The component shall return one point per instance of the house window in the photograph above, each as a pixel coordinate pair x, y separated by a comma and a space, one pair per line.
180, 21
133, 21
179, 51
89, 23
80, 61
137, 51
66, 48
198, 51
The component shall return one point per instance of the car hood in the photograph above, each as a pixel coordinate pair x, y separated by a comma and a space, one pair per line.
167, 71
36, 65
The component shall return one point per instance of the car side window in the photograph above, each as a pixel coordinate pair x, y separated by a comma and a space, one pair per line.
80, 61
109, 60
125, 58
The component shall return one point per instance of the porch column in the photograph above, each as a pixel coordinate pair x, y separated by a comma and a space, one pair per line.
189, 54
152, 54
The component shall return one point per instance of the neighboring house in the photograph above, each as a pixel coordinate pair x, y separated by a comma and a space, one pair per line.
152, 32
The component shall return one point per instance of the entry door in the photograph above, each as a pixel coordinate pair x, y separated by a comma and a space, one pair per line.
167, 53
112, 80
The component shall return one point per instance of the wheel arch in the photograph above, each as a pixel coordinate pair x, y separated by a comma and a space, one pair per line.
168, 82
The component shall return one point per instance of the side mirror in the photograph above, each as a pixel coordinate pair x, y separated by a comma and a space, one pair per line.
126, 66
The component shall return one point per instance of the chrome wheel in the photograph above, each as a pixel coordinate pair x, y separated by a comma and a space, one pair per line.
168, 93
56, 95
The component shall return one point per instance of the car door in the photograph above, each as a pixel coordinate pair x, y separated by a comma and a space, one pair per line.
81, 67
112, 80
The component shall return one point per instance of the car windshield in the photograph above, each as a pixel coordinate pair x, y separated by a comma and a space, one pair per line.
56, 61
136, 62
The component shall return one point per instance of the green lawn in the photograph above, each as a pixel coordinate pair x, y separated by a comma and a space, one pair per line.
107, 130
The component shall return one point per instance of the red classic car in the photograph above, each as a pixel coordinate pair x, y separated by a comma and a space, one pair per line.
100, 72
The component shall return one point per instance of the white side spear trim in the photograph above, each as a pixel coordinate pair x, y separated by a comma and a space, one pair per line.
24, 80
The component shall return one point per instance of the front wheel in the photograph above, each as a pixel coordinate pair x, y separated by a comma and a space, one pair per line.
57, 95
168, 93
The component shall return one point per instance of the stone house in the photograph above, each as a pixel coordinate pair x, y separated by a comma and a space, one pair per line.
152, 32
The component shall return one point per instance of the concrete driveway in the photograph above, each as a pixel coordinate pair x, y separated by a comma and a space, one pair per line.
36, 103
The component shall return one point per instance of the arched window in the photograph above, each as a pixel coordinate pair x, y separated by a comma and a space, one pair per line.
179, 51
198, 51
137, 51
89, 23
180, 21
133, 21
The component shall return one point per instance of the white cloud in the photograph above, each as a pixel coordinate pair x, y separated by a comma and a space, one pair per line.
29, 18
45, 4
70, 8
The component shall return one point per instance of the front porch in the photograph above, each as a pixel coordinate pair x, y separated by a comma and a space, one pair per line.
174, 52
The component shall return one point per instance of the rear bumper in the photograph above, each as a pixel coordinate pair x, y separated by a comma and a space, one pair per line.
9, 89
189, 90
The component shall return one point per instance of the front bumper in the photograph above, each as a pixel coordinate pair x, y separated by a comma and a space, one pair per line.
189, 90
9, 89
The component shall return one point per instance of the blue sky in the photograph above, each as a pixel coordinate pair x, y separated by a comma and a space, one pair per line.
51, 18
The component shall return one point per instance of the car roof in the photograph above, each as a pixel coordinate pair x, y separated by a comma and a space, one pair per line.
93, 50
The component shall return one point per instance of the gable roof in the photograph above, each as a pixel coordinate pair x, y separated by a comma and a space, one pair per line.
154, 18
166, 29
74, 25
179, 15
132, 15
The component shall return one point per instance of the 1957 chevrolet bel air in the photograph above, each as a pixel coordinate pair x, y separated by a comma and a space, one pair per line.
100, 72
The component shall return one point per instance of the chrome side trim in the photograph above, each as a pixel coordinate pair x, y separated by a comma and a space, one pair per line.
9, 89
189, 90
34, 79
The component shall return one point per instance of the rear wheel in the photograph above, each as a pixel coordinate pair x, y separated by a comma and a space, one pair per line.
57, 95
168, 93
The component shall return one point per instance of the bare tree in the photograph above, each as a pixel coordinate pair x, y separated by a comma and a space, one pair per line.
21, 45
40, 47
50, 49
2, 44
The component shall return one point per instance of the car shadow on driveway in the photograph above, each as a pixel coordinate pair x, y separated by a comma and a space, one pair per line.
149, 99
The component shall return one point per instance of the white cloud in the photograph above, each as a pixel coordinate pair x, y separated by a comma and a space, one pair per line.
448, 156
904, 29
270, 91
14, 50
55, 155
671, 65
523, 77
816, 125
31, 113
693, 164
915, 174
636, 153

• Task to carry out: All of the data is to be transcribed exactly as written.

• Response box:
The component shall return one point per instance of the house window in the photograph above, each as a pixel coordinate pair x, y separated by a comma and a space, one pair per line.
180, 21
133, 21
179, 51
89, 23
80, 61
137, 51
66, 48
198, 51
The component shall return one point per instance of the car hood in the photograph above, each as a pixel coordinate pair x, y separated by a comma and a space, one pair per line.
167, 71
36, 65
The component shall return one point per instance of the car side window in the photograph above, each as a pixel coordinate pair x, y separated by a comma and a space, one pair per line.
80, 61
109, 60
125, 58
The component shall return one point per instance of the porch column in the photograph above, each as a pixel coordinate pair x, y separated by a comma and a space, one pair per line.
189, 54
152, 54
The component shall return one point per instance of the neighboring house in the photograph above, each as a pixel coordinate pair x, y separated by a comma and a space, one pair per line.
152, 32
The component shall return one point per instance of the entry door in the photograph above, each as a pixel coordinate pair x, y separated by a comma and a space, one pair per line.
167, 53
112, 80
The component shall return one point per instance of the wheel arch in the photograph above, each as a pixel coordinate pair x, y separated by a comma and a space, one pair per line.
168, 82
The component shall return one point per instance of the side mirror in the photograph above, each as a pixel coordinate pair x, y separated by a comma and a space, one pair per line.
126, 66
The component shall return one point per instance of the chrome wheel in the photograph above, each as a pixel coordinate pair x, y separated by a comma and a space, one pair per line.
168, 93
56, 95
The component shall return one point per instance of the car door in the photograph above, each as a pixel coordinate pair x, y separated by a comma and a space, one pair per line.
81, 67
112, 80
The component shall return one point per instance of the car windshield in the photograph above, each as a pixel coordinate pair x, y separated by a comma and a space, one pair per line.
56, 61
136, 62
The component shall return one point per instance of the green lawn in the photograph above, each as a pixel coordinate pair x, y separated by a comma and a space, one pair per line.
107, 130
The component shall return one point per instance of the red classic car in the photograph above, each as a pixel coordinate pair x, y separated by a comma and a space, one pair per line.
100, 72
The component shall return one point per instance of the white side spear trim in the photograph above, each as a pixel coordinate pair x, y separated by a comma and a space, one pair per line.
24, 80
The component shall return one point per instance of the front wheel in the photograph above, each as a pixel coordinate pair x, y separated by a comma and a space, one pair per line.
57, 95
168, 93
The component shall return one point per instance of the stone house in the photograph above, each as a pixel coordinate pair x, y separated by a comma and a space, one pair per line.
152, 32
The component shall return one point per instance of the concrete driveway in the photograph above, each as a pixel coordinate pair x, y separated by a comma and a space, one pair per line.
36, 103
The component shall return one point per instance of the arched window in the photograph above, each as a pixel coordinate pair x, y separated by a comma and a space, one pair per line.
179, 51
198, 51
137, 51
89, 23
180, 21
133, 21
The component shall return one point per instance of the white cloud in the photograph above, each as a pixel coordinate pair x, y separated by a comma and a space, one pair per line.
29, 18
45, 4
70, 8
The component shall return one point per instance of the front porch in the photograph above, each as a pixel coordinate pair x, y separated by a comma and a space, one pair per line.
174, 52
The component shall return one point per instance of the rear bumper in the photograph above, each as a pixel coordinate pair x, y separated by a comma and a space, one pair per line.
9, 89
189, 90
The component shall return one point per instance of the front bumper in the photograph above, each as a pixel coordinate pair x, y separated by a comma and a space, one pair per line.
189, 90
9, 89
The component shall return one point per instance of the blue sky in the photograph above, each as a pixel coordinate pair x, y separated by a comma and a space, one pair per line.
51, 18
The component shall return one point per instance of the car roof in the photograph above, each as a pixel coordinate pair x, y separated by a comma and a space, one pair per line.
93, 50
The component shall return one point per instance of the gable roof in the photograph above, each as a pixel coordinate pair x, y separated by a comma and a space, one pair per line.
154, 18
166, 29
74, 25
179, 15
132, 15
The component shall return one point per instance of the 1957 chevrolet bel air in the photograph above, each as a pixel coordinate pair x, y separated by a comma and a space, one pair per line.
100, 72
The component shall return one point per instance of the chrome side trim in the photograph above, each as a pixel coordinate pair x, y separated by a comma and a space, one pair per line.
9, 89
189, 90
34, 79
The component shall return one point per instance of the rear wheel in the photograph above, each as a pixel coordinate pair x, y separated by a comma and a space, one pair per line.
57, 95
168, 93
The component shall return one point per instance of the bare tree in the photograph above, each as a pixel coordinate pair x, y separated by a comma and a space, one pair per line.
21, 45
40, 47
50, 49
2, 44
The component shall return one point per instance of the car shadow on driveway in the photograph above, each as a pixel coordinate pair x, y separated by a comma and a space, one pair per line.
149, 99
The component shall return one point per instance of the white cloud in the photograph above, each as a pixel coordinate pair x, y separated by a comma and a space, one pair per line.
448, 156
904, 29
270, 91
14, 50
55, 155
671, 65
523, 77
816, 125
31, 113
693, 164
915, 174
636, 153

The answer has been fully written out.